[BEGIN SUPPLIED MATERIAL]

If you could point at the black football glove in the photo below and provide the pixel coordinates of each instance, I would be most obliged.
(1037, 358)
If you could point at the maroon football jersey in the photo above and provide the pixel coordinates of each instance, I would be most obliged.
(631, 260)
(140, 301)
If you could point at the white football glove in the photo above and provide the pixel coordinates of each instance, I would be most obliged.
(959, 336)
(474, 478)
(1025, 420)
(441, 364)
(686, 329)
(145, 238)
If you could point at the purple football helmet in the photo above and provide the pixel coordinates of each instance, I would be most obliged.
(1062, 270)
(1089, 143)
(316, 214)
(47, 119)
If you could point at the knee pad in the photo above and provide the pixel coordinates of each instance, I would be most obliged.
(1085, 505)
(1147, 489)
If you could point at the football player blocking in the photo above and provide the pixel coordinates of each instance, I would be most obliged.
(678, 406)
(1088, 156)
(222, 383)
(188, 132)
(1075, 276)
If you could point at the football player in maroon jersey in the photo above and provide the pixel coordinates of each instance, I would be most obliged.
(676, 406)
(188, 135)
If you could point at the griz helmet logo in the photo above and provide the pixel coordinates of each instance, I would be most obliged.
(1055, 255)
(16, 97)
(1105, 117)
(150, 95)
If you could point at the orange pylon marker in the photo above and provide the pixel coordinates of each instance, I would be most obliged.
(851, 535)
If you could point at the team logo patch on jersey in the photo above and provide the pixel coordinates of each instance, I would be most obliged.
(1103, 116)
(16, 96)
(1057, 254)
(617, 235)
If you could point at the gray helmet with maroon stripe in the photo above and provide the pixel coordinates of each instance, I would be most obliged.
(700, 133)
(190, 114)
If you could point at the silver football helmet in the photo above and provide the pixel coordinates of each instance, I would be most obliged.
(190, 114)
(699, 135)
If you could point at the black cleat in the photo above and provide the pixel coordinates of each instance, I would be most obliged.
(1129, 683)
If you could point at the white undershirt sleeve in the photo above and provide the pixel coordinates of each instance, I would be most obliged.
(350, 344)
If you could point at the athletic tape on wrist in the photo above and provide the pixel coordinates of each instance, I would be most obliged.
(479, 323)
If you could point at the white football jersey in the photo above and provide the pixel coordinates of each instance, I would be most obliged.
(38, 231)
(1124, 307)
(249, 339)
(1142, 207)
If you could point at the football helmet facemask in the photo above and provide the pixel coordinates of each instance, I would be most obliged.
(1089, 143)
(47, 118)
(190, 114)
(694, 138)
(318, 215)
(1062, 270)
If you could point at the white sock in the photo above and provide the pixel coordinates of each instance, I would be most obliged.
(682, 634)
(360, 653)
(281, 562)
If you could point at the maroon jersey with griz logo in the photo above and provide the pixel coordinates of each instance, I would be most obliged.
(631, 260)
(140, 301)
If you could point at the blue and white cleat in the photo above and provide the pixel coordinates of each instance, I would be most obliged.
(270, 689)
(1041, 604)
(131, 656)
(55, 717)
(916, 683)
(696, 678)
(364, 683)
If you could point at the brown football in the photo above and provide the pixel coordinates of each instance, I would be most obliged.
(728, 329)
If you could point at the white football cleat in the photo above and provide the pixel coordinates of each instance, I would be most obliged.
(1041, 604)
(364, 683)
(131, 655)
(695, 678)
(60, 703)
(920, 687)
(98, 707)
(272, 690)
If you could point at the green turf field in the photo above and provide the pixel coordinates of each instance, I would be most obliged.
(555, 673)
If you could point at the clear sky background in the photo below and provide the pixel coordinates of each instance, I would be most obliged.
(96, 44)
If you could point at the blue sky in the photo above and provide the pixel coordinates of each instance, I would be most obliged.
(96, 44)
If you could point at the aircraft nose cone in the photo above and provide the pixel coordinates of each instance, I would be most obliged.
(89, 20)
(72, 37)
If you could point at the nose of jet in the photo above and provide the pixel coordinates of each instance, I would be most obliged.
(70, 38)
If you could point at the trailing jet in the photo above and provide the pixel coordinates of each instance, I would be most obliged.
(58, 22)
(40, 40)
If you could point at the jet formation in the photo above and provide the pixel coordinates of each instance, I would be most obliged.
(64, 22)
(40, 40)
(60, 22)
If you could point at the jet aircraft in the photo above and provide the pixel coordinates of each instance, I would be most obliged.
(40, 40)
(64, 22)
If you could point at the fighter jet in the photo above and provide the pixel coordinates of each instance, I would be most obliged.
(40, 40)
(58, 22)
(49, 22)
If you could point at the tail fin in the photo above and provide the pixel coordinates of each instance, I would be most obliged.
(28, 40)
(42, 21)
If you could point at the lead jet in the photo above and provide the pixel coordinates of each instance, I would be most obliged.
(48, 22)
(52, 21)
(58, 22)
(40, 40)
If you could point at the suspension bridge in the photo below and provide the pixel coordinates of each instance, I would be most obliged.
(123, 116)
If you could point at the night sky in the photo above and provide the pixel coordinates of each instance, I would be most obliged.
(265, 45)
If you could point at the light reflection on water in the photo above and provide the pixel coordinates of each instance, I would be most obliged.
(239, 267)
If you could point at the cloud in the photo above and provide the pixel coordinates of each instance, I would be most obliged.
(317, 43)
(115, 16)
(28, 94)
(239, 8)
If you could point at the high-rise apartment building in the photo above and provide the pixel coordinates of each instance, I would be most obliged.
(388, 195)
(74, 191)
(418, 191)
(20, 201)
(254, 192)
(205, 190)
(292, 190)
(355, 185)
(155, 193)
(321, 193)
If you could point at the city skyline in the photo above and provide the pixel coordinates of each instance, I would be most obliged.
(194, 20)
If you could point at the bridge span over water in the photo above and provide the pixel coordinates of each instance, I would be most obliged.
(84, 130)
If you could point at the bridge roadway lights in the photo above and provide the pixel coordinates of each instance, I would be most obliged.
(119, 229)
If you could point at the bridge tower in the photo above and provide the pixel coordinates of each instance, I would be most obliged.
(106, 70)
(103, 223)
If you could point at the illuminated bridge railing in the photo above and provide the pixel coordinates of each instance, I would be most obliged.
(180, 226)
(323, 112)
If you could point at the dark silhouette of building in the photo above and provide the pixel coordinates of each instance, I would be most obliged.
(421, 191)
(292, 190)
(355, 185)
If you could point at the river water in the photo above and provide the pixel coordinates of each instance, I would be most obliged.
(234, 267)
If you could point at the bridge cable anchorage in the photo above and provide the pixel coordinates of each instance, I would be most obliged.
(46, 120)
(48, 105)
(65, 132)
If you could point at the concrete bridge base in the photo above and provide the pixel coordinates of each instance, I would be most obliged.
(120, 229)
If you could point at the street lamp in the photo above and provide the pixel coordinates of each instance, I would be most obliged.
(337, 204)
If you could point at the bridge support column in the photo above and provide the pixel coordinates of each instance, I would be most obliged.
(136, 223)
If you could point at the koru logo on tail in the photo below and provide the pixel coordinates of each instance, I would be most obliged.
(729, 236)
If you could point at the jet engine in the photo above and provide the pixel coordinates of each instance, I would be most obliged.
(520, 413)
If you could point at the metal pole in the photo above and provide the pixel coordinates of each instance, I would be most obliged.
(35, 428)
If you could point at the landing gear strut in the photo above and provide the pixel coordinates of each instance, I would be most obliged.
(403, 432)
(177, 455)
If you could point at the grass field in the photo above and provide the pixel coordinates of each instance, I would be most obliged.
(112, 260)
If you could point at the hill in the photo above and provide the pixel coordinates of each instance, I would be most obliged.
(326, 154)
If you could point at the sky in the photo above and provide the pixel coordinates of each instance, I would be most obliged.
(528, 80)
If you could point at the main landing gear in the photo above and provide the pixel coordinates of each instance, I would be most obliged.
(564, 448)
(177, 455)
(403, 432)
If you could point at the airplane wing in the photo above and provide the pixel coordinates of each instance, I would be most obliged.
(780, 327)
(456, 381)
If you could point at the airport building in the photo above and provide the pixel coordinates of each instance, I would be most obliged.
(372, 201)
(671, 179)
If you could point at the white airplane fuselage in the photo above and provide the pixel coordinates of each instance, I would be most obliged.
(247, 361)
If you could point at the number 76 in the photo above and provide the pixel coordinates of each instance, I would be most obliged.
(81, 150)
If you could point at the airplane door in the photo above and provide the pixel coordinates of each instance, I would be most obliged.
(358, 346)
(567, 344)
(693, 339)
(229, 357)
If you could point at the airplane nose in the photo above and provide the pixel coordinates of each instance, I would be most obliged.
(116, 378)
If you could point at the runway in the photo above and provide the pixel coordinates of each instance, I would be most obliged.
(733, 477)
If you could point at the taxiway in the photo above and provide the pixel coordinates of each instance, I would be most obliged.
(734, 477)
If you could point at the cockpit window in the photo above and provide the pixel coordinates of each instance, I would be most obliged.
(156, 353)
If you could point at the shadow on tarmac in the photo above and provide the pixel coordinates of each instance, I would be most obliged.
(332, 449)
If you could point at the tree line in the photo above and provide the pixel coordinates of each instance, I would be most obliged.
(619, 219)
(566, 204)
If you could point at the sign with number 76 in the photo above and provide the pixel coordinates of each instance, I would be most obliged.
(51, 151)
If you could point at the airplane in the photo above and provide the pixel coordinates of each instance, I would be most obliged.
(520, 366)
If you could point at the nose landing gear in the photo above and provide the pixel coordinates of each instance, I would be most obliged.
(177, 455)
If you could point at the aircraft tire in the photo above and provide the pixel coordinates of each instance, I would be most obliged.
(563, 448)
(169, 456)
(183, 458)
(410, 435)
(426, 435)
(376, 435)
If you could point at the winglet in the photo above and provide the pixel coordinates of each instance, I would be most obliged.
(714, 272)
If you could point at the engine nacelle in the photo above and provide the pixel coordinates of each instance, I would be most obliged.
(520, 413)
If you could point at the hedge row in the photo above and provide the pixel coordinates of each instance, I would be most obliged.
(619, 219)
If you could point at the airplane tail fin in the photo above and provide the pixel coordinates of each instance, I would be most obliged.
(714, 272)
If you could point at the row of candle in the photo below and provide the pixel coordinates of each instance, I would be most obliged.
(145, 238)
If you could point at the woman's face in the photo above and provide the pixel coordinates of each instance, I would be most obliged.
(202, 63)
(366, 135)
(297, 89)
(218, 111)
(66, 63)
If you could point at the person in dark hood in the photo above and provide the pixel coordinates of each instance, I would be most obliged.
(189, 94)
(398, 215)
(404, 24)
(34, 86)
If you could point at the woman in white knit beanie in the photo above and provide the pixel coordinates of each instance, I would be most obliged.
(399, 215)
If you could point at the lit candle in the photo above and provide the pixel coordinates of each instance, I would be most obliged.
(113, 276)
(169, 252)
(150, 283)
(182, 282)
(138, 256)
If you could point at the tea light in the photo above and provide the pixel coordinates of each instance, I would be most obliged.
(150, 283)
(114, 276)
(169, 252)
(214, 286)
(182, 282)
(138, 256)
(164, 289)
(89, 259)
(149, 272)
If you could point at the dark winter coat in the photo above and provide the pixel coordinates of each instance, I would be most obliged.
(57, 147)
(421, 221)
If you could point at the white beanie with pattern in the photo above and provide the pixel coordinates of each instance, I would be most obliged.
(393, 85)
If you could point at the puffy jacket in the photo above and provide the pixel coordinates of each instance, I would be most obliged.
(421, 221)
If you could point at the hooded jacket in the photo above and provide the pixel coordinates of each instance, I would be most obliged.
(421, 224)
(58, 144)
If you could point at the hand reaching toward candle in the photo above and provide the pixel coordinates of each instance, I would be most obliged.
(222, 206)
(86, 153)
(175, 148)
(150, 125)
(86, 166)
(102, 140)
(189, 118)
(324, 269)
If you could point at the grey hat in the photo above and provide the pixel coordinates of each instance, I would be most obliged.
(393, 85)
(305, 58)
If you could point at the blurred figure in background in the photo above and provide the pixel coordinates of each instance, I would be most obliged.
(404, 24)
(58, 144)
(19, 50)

[END SUPPLIED MATERIAL]

_EXERCISE DIRECTIONS_:
Give exactly the lines from the one with "If you could point at the tea light" to the end of the entries, nothing before them.

_THE ANSWER_:
If you could point at the tea light in the photo above and provide the pixel coordinates of each instance, I would be most obliged.
(150, 283)
(114, 276)
(169, 252)
(214, 286)
(182, 282)
(138, 256)
(164, 289)
(89, 259)
(149, 272)
If you could point at the dark winter coat in the photo above and provide the pixel coordinates of each instance, I would be most obliged.
(57, 147)
(421, 221)
If you could point at the white beanie with pattern in the photo above and provide the pixel coordinates of each instance, I would be most obliged.
(393, 85)
If you could point at the puffy jacket in the photo above and provide the pixel coordinates of each instance, I would be most obliged.
(421, 221)
If you could point at the hooded jacket in the photo above and provide the pixel coordinates of each instance, I would be most obliged.
(421, 224)
(58, 144)
If you could point at the hand reaching toward candle in the photo above and provide the pixel coordinates of each instance, I would be most obliged.
(222, 206)
(86, 153)
(175, 148)
(150, 125)
(86, 166)
(102, 140)
(189, 118)
(324, 269)
If you could point at the grey hat in the photo above and provide the pixel coordinates of each instance, I would be most obliged.
(393, 85)
(305, 58)
If you could point at the blurred figure in background in the photo above and provide the pixel coordinates of each instance, I would be most obliged.
(404, 24)
(58, 144)
(19, 50)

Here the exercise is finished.